==== Text under study
Now if he could only find some other sort of symbol...

Topics:
Chechnya,
Hugo Chavez
Sunday, December 02, 2007
Welcome
A lawyer for the US government told a British Court of Appeals that it is the position of the US that it has the legal right to seize without legal proceedings (i.e., kidnap) anyone, anywhere in the world, wanted for trial in the US on any charge, not just terrorism. Of course that’s a legal right under American law; the countries in which these kidnappings take place might have different rules. Or not. Possibly it’s just time to declare every other nation on earth null and void. Because, really, the continued existence of other “nations” with “national” “sovereignty” just gets in our way.
One country that is entirely welcoming is Scotland. We know this because after spending, if memory serves (I somehow forgot to post this story a week or two ago), to come up with a new national slogan, they came up with “Welcome to Scotland.” Reminds me of a British city council some years ago that held a contest among city employees to come up with the best money-saving idea. The winner of the £100 prize had this cunning scheme: offer a prize to members of the public to come up with the best money-saving idea.
Hey, did you know that Belgium hasn’t been able to form a government since June and may be about to fall apart as a nation? Someone should look into that.
OMG, it’s Ruprecht and Ruprecht!


Saturday, December 01, 2007
Sectors hiding toilet paper
Hugo Chavez threatens to nationalize Spanish banks operating in Venezuela unless the king of Spain apologizes for telling him to shut up. This follows his intemperate exchange of words with Uribe. Venezuela will hold a vote tomorrow for Chavez’s referendum for a raft of sweeping presidential powers and an end to presidential term limits (Chavez said yesterday “If God gives me life and help, I will be at the head of the government until 2050,” when he will be 95), with the term being extended to a not-very-democratic seven years. Also, the voting age would be dropped to 16. And the working day and week reduced. And lots of other things, all stuffed into a single yes or no vote. Bloomberg News says, though I haven’t seen it elsewhere, that Chavez is threatening to resign if the referendum fails.
The Chavez administration is accusing – and it wouldn’t surprise me – business leaders of creating the shortages of recent weeks to influence the vote. The finance minister says, “We know there are sectors hiding toilet paper.”
In contrast to George Bush’s speech on HIV/AIDS yesterday, Laura Bush’s piece in the WaPo does actually mention gay (and bisexual) men. So although it’s against the strict policy of this blog to give credit where credit is due, I will give her credit for that. Elsewhere in the paper, the WaPo notes that George “chose to emphasize only the role of about 20 percent of the contractors, which come from the religious community.”
Headline of the day, AP: “Maine Town Honoring Earmuff Inventor.”
Topics:
Hugo Chavez
Friday, November 30, 2007
A robust culture of reporting things
Of all the subject lines in emails I’ve received from presidential campaigns, this has to be the most pathetic: “Biden surges past Richardson in Iowa.” He has 8% to Richardson’s 4% in a poll of likely caucus-goers. The email adds that he is “closing in on the front-runners” (Edwards, Clinton & Obama range from 23 to 27%).
========
→ **Task objective**
Please state the new national slogan that Scotland came up with, according to the blog posts above.
==== Information supplied
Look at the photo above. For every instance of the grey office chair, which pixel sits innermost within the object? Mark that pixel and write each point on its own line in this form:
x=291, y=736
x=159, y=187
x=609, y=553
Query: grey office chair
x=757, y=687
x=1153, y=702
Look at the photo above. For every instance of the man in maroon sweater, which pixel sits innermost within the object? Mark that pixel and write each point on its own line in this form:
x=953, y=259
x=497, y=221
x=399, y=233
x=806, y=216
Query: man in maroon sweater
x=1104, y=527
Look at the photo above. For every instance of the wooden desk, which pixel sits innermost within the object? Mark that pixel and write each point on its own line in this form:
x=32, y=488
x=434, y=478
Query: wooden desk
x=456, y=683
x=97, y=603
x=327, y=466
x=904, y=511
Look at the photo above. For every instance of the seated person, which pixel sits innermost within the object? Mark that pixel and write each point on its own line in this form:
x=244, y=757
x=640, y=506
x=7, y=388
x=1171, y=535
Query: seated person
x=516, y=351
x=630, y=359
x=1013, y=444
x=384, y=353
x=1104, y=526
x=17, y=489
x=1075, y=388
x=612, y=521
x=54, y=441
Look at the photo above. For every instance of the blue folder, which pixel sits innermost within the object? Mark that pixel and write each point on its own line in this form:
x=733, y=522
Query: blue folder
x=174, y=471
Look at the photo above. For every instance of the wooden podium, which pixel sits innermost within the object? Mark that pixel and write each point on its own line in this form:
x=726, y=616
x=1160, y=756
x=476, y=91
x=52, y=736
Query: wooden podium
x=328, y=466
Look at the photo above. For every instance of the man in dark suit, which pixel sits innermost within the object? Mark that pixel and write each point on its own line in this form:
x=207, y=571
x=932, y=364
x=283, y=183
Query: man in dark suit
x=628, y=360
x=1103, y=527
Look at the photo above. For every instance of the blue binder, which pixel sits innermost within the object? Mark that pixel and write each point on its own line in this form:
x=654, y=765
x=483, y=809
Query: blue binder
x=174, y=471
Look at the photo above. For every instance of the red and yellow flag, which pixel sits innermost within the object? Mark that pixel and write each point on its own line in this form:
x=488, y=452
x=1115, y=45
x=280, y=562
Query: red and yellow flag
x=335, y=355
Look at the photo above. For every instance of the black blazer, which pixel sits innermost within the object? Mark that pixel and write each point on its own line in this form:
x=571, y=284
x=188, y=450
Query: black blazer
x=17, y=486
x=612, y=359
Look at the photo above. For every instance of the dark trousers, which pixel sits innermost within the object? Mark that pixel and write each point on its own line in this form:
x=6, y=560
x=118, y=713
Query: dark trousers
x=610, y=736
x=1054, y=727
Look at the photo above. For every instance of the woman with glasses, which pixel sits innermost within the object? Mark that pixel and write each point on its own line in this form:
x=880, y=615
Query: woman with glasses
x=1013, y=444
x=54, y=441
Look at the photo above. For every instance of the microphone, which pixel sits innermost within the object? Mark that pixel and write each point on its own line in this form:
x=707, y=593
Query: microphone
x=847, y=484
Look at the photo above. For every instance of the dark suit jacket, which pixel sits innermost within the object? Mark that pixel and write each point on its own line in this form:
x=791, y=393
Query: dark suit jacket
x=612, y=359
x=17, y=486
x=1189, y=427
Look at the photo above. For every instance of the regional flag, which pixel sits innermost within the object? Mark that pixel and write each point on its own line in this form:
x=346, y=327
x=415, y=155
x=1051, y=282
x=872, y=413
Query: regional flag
========
→ **Response**
"Welcome to Scotland."